Görev A :: Aşağıdaki okuma metninin şu ifadeleri doğrulayıp doğrulamadığını belirtiniz; her ifade için evet ya da hayır yazarak belirleyici sözleri metinden olduğu gibi alıntılayınız. (i) Türkiye, Portekiz ile daha önce 9 kez karşılaşmıştır. (ii) Gürcistan maçı beraberlikle sonuçlanmıştır. (iii) Arda Güler, maçın bitimine yaklaşık 20 dakika kala oyuna girmiştir.

Okuma Metni ::
-*-

EURO 20024 Futbol Şampiyonası kapsamında F Grubu’ndaki ikinci maçımızı Portekiz ile yaptık… Maalesef gelenek bozulmadı ve grubun en favori takımına 3-0 yenildik.

Daha önce 9 kez karşılaştığımız Portekiz karşısında sadece 2 galibiyetimiz var… 7 karşılaşmada ise sahadan mağlup ayrılmışız. Bu 9 karşılaşmada rakip takıma 9 gol atarken, kalemizde 19 gol görmüşüz… Bu maçlardan 6’sı resmi, 3’ü ise özeldi.

22 Haziran Cumartesi günü oynadığımız son maçta ise 3-0 kaybettik ve yediğimiz gol sayısı 22’ye çıktı…

Oysa ki, Gürcistan karşısında aldığımız 3-1’lik galibiyet bizi bir anda grup liderliğine taşımıştı…

Türkiye bu gruptaki son maçını 26 Haziran Çarşamba günü bu defa Çekya ile yapacak… Karşılaşma ise 22.00’de başlayacak. Bu maçtaki beraberlik yetmeyebilir; ay-yıldızlı ekibimiz Çekya’yı yenerse 2 galibiyetle grup ikincisi olarak bir üst tura çıkabilir.

 PORTEKİZ FUTBOLU BİZE TERS

Doğrusu Portekiz maçı öncesi, bu mağlubiyetler serisini kırabiliriz diye umutlanmıştım… Lakin daha maçın başında yediğimiz gol tüm moralleri kırarken, kendi kalemize attığımız ikinci golle ümitler zaten bitme noktasına gelmişti. İkinci yarıda biraz toparlandık. Hatta tribünlerdeki binlerce Türk taraftarlardan “Arda Güler sahaya” sesleri arasında atak yaparken 3. golü de yedik…

Sonrası malumunuz… Maçın bitimine yaklaşık 20 dakika kala Arda Güler girdi…

Doğrusu, klas hareketler yaptı, olumlu paslarla takımı ateşledi, fakat ay-yıldızlı ekibimiz kötü idi ve bir Arda ile olacak iş değildi…

Oysa, tüm Avrupa’da ve Türkiye’de bu maçın anonsu yapılırken, bir yanda Ronaldo, öbür yanda Arda fotoğrafları ile sunulmuştu…

Avrupa’da ve Türkiye’de tüm gözler genç futbolcumuzda idi; Gürcistan maçında attığı gol, günlerce konuşulmuştu.

Bilirsiniz, bazı yıldızlardan mucize beklemek gibi bir huyumuz vardır. Arda tek başına ne yapsın?

Üstelik, karşımızda dünya yıldızı Ronaldo varken?

-*-

Görev Verileri ::
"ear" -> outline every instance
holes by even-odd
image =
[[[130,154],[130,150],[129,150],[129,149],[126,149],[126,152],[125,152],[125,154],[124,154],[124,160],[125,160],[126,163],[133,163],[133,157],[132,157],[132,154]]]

-*-

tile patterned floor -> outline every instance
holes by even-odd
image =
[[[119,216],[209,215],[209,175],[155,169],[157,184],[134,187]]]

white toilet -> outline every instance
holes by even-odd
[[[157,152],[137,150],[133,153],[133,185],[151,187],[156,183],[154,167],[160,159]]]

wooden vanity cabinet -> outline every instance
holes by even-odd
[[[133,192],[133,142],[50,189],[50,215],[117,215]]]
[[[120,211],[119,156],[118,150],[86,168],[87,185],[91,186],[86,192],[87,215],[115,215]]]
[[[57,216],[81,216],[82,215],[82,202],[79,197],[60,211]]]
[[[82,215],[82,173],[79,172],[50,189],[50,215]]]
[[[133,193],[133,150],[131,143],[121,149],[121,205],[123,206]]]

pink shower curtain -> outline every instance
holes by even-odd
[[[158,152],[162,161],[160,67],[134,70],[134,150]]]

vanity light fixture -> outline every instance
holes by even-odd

-*-

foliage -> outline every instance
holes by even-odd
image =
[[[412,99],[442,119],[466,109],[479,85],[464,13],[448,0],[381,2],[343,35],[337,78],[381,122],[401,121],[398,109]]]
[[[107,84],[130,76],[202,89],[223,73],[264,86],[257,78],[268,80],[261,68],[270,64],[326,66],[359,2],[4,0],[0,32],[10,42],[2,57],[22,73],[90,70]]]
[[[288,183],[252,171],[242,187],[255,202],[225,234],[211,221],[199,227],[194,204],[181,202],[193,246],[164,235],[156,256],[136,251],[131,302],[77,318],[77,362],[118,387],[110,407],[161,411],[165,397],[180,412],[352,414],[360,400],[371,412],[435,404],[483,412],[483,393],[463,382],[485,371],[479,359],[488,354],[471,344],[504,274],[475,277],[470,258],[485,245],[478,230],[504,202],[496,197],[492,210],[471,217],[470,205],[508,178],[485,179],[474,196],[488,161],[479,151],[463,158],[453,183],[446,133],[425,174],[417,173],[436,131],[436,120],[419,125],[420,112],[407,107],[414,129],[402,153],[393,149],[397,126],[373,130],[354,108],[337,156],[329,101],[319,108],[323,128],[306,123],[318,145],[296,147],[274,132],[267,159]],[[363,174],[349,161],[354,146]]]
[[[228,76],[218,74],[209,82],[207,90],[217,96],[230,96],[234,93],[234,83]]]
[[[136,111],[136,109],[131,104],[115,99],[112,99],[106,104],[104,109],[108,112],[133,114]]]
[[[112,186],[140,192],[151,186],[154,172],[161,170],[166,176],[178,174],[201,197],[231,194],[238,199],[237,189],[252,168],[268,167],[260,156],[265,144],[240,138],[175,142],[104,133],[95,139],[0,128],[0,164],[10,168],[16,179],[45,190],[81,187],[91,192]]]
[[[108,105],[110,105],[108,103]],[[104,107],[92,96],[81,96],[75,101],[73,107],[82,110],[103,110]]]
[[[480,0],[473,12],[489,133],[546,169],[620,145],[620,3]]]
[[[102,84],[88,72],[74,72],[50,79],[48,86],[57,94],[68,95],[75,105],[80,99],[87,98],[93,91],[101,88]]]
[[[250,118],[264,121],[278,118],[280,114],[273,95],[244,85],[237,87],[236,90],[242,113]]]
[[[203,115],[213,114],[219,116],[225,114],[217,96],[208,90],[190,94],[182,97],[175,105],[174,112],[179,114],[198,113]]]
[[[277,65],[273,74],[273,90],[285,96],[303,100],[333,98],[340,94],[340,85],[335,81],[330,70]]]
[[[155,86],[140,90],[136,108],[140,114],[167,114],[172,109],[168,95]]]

-*-

Görev B :: Yukarıdaki satırlardan kaçının "instance" dizesini içerdiğini sayınız ve yalnızca bu sayıyı veriniz; büyük-küçük harf ayrımı dikkate alınmalıdır.

Doğru Yanıt A ::
(i) Evet: "Daha önce 9 kez karşılaştığımız Portekiz karşısında sadece 2 galibiyetimiz var…"
(ii) Hayır: "Gürcistan karşısında aldığımız 3-1’lik galibiyet bizi bir anda grup liderliğine taşımıştı…"
(iii) Evet: "Maçın bitimine yaklaşık 20 dakika kala Arda Güler girdi…"

Doğru Yanıt B :: 7